** Begin Selected text **

Correct, but the write is about to extend the file size when it
writes into the cache beyond the zeroed region. There is no cache
invalidate possible in this path, so the write of data moves the
in-memory EOF past the zeroes in cache and everything works just
fine.

If it races with concurrent background writeback, the writeback will
skip the zeroed range beyond EOF until they are exposed by the first
data write beyond the zeroed post-eof region which moves the
in-memory EOF.

truncate(to a larger size) also does this same zeroing - the page
cache is zeroed before we move the EOF in memory, and so the
writeback will only occur once the in-memory EOF is moved. i.e. it
effectively does:

	xfs_zero_range(oldsize to newsize)
	truncate_setsize(newsize)
	filemap_write_and_wait_range(old size to new size)

> > What should acutally result from the iomap_zero_range() call from
> > xfs_reflink_remap_prep() is a state like this:
> > 
> > 	A          C           B     E       F      D
> > 	+wwwwwwwwww+DDDDDDDDDDD+uuuuu+rrrrrrr+dddddd+
> > 	          EOF         EOF
> >                (on disk)  (in memory)
> > 
> > where 'u' are unwritten extent blocks.
> > 
> 
> Yeah, this is a good solution.
> 
> In xfs_file_write_checks(), I don't fully understand why we need
> the xfs_zero_range().

The EOF block may only be partially written. Hence on extension, we
have to guarantee the part of that block beyond the current EOF is
zero if the write leaves a hole between the current EOF and the
start of the new extending write.

> Theoretically, iomap have already handled
> partial block zeroing for both buffered IO and DIO, so I guess
> the only reason we still need it is to handle pre-allocated blocks
> (no?).

** End Selected text **
** Begin Exercise data **

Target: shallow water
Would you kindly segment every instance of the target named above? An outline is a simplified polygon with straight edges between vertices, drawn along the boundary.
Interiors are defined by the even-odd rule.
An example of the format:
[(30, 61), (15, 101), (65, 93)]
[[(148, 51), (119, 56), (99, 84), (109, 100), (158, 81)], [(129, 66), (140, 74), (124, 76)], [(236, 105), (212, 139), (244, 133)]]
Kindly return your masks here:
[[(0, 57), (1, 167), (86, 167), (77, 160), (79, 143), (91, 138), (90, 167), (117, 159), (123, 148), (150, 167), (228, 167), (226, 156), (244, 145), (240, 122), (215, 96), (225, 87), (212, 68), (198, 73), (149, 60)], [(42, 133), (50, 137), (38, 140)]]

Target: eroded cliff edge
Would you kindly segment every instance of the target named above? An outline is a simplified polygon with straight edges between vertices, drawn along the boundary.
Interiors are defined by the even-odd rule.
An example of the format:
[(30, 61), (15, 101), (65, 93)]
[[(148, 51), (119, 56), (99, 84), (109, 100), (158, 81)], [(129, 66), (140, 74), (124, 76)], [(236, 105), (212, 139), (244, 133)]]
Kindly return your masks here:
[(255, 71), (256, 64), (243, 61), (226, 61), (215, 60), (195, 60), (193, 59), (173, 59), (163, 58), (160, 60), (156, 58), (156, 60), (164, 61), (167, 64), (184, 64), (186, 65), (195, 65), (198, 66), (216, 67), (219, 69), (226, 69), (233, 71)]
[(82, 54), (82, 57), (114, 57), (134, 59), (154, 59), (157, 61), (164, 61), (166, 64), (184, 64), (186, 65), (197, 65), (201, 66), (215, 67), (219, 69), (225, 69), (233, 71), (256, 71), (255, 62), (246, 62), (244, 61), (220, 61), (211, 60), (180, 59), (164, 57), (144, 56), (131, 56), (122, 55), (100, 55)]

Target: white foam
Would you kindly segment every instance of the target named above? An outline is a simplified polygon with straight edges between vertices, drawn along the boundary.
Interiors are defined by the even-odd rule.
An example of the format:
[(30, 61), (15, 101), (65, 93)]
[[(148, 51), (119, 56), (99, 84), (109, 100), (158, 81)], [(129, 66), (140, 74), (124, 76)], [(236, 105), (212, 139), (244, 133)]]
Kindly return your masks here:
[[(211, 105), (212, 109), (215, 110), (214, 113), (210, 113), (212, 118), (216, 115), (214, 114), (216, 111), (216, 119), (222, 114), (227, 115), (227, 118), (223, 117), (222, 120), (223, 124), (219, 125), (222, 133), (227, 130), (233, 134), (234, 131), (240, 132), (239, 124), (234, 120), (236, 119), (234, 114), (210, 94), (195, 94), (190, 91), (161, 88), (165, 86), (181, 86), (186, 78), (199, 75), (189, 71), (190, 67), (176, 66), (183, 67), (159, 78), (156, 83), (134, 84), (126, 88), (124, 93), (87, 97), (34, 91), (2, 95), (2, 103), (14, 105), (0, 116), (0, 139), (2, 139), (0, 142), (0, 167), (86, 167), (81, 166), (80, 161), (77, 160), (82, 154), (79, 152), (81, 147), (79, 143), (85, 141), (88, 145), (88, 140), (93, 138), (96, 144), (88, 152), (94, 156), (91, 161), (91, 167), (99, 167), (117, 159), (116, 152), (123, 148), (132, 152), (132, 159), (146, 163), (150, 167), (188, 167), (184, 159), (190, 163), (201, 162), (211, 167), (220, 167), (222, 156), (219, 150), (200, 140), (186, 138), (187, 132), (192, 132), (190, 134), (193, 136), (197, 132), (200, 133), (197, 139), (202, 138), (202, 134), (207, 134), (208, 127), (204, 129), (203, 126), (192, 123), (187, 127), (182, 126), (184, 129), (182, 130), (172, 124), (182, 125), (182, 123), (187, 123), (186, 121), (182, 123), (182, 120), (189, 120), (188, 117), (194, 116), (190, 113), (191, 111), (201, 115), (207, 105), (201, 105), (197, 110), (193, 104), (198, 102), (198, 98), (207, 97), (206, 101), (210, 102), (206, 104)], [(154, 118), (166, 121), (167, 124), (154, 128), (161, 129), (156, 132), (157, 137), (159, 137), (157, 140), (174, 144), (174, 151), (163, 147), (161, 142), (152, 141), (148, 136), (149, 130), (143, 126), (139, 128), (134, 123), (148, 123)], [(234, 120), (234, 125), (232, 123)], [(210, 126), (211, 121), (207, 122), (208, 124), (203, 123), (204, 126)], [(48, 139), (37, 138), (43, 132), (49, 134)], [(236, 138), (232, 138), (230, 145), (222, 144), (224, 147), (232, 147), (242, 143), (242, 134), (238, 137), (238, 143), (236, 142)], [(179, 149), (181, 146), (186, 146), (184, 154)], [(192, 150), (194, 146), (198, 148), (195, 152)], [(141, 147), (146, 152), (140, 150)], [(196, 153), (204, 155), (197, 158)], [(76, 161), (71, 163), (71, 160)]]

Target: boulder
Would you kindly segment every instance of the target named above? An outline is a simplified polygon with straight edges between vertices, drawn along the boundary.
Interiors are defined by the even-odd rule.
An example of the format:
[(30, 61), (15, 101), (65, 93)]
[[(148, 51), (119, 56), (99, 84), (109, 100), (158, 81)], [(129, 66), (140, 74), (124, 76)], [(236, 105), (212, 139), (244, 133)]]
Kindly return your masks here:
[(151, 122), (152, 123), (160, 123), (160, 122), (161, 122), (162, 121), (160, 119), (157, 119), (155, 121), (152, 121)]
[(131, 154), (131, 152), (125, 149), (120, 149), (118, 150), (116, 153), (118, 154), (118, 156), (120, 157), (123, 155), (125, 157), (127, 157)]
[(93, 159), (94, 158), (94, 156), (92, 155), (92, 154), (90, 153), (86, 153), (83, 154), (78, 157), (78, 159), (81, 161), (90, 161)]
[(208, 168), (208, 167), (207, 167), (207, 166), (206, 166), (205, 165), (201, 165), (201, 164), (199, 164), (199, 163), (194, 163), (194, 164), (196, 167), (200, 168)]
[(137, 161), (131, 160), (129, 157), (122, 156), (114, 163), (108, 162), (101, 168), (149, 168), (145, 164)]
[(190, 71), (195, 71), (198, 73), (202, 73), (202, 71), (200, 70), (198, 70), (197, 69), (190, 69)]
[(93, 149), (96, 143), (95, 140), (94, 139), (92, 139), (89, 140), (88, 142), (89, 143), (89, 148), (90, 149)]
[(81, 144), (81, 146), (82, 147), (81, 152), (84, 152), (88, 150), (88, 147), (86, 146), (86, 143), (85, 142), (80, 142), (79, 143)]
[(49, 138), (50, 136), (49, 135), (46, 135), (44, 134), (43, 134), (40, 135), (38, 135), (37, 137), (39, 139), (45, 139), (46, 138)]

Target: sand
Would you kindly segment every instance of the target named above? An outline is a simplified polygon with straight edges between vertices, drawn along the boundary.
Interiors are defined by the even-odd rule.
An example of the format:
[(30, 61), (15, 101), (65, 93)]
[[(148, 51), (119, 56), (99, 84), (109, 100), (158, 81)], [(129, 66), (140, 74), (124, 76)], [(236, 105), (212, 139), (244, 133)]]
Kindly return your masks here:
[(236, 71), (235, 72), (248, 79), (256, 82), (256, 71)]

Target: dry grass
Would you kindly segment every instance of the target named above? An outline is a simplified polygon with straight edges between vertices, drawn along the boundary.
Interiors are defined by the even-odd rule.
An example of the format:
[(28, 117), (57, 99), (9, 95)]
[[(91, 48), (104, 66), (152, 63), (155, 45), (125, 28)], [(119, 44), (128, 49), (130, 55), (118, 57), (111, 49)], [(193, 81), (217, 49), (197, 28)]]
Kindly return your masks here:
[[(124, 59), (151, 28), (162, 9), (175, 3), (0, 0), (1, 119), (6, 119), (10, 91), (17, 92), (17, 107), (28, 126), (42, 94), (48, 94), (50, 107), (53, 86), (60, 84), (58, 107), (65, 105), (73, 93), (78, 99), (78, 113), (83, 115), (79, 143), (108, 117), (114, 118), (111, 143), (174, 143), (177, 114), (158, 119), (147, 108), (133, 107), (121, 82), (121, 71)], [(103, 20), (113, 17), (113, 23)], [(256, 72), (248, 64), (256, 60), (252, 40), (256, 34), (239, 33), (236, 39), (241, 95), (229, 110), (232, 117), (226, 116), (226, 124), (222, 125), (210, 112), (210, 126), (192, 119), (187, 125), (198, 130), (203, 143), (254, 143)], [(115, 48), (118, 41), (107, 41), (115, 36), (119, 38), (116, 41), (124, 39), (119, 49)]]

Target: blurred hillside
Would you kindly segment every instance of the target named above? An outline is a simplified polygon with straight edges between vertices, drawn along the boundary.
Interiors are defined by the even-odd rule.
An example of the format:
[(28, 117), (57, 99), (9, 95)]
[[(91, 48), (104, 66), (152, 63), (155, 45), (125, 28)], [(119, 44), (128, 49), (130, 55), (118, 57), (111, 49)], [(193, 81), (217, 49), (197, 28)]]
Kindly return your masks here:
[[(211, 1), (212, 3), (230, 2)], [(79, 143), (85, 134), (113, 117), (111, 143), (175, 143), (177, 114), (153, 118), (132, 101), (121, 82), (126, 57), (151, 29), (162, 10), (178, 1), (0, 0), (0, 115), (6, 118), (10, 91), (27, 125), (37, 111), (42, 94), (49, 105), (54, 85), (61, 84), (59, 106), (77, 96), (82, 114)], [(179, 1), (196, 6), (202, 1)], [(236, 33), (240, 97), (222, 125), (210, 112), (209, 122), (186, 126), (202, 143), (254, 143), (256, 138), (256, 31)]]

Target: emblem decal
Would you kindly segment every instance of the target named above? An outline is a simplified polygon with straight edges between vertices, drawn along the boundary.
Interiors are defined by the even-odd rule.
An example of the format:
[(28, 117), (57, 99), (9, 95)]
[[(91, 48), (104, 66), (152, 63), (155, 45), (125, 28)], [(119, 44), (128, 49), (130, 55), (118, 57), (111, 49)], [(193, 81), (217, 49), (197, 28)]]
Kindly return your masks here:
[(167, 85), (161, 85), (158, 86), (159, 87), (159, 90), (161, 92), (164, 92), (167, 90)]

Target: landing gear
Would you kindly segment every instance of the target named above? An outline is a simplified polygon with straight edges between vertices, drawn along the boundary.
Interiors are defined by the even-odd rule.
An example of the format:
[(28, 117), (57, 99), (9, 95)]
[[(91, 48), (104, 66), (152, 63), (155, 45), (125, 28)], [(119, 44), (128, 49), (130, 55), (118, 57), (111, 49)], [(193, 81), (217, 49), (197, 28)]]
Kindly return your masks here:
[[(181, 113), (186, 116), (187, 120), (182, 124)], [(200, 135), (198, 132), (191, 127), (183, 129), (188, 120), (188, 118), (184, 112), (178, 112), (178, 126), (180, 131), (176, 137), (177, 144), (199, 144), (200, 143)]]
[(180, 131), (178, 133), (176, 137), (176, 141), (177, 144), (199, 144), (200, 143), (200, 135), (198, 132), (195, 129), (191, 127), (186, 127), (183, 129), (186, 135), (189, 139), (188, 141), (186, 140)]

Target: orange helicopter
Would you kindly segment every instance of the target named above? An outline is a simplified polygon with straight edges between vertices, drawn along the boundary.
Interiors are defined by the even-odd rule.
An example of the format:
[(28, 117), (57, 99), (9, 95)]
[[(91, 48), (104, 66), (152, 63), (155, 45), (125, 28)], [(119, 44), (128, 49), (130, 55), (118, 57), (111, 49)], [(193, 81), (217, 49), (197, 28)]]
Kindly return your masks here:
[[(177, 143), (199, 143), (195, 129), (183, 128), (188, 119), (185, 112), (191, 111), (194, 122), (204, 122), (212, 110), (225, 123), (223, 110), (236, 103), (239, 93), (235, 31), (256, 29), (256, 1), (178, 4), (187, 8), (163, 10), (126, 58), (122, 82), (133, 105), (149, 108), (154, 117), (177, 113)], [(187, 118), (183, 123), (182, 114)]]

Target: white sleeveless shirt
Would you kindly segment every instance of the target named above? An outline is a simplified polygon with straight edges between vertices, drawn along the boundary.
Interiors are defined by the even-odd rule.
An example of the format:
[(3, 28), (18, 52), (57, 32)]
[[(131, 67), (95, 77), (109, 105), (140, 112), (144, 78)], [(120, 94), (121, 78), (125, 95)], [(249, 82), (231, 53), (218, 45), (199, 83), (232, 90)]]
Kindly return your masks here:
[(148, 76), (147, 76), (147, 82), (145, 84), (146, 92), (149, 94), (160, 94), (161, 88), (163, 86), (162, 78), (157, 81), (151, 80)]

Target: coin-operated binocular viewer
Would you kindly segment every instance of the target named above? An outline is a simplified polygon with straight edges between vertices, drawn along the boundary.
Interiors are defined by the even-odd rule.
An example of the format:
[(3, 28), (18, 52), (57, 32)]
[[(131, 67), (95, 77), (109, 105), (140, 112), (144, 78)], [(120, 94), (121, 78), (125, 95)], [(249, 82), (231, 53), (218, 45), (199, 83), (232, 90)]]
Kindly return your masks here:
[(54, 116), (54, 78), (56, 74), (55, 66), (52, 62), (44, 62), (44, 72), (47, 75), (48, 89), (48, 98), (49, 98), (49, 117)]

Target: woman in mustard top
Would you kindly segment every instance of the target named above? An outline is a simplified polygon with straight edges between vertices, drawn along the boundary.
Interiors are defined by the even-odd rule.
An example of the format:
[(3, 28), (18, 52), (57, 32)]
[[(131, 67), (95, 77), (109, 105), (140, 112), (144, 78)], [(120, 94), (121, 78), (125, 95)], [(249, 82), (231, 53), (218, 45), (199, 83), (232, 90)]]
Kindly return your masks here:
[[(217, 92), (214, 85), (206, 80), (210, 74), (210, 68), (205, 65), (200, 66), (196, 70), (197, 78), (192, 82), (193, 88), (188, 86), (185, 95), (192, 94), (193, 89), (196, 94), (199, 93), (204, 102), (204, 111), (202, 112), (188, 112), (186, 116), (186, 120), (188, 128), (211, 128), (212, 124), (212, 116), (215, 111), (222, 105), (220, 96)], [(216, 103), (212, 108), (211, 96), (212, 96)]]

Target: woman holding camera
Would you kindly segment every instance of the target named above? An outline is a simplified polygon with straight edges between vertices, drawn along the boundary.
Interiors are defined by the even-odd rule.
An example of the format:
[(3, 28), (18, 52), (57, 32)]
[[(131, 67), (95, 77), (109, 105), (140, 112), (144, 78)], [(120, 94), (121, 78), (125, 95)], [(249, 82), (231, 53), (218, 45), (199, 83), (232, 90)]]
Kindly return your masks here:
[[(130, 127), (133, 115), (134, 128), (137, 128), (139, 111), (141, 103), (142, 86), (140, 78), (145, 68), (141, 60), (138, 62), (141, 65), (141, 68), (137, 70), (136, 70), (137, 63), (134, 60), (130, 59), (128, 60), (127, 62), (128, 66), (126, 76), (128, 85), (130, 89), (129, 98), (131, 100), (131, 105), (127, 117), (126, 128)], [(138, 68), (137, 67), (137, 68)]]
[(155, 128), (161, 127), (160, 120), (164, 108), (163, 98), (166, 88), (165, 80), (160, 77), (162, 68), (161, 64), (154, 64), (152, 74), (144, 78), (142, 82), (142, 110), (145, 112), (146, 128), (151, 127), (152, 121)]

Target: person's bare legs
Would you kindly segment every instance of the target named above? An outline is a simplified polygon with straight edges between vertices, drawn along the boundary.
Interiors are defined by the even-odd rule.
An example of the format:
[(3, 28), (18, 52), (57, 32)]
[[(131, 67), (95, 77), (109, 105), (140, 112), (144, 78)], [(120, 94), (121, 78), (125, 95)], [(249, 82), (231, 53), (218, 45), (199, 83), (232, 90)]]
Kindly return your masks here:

** End Exercise data **

▶ What is asked:
[a] Please reproduce the XFS excerpt starting at "If it races" and ending at "truncate_setsize(newsize)", switching every "writeback" to "flushing".
[b] Rewrite the records starting at the line that contains "Target: white sleeveless shirt" and ending at the line that contains "98), (49, 117)]" as a Markdown table with the columns Row and Line. Number each line in the Row column and skip blank lines.
These records are unrelated to the XFS excerpt.

▶ Solution list:
[a]
If it races with concurrent background flushing, the flushing will
skip the zeroed range beyond EOF until they are exposed by the first
data write beyond the zeroed post-eof region which moves the
in-memory EOF.

truncate(to a larger size) also does this same zeroing - the page
cache is zeroed before we move the EOF in memory, and so the
flushing will only occur once the in-memory EOF is moved. i.e. it
effectively does:

	xfs_zero_range(oldsize to newsize)
	truncate_setsize(newsize)

[b]
| Row | Line |
|---|---|
| 1 | Target: white sleeveless shirt |
| 2 | Would you kindly segment every instance of the target named above? An outline is a simplified polygon with straight edges between vertices, drawn along the boundary. |
| 3 | Interiors are defined by the even-odd rule. |
| 4 | An example of the format: |
| 5 | [(3, 28), (18, 52), (57, 32)] |
| 6 | [[(131, 67), (95, 77), (109, 105), (140, 112), (144, 78)], [(120, 94), (121, 78), (125, 95)], [(249, 82), (231, 53), (218, 45), (199, 83), (232, 90)]] |
| 7 | Kindly return your masks here: |
| 8 | [(148, 76), (147, 76), (147, 82), (145, 84), (146, 92), (149, 94), (160, 94), (161, 88), (163, 86), (162, 78), (157, 81), (151, 80)] |
| 9 | Target: coin-operated binocular viewer |
| 10 | Would you kindly segment every instance of the target named above? An outline is a simplified polygon with straight edges between vertices, drawn along the boundary. |
| 11 | Interiors are defined by the even-odd rule. |
| 12 | An example of the format: |
| 13 | [(3, 28), (18, 52), (57, 32)] |
| 14 | [[(131, 67), (95, 77), (109, 105), (140, 112), (144, 78)], [(120, 94), (121, 78), (125, 95)], [(249, 82), (231, 53), (218, 45), (199, 83), (232, 90)]] |
| 15 | Kindly return your masks here: |
| 16 | [(54, 116), (54, 78), (56, 74), (55, 66), (52, 62), (44, 62), (44, 72), (47, 75), (48, 89), (48, 98), (49, 98), (49, 117)] |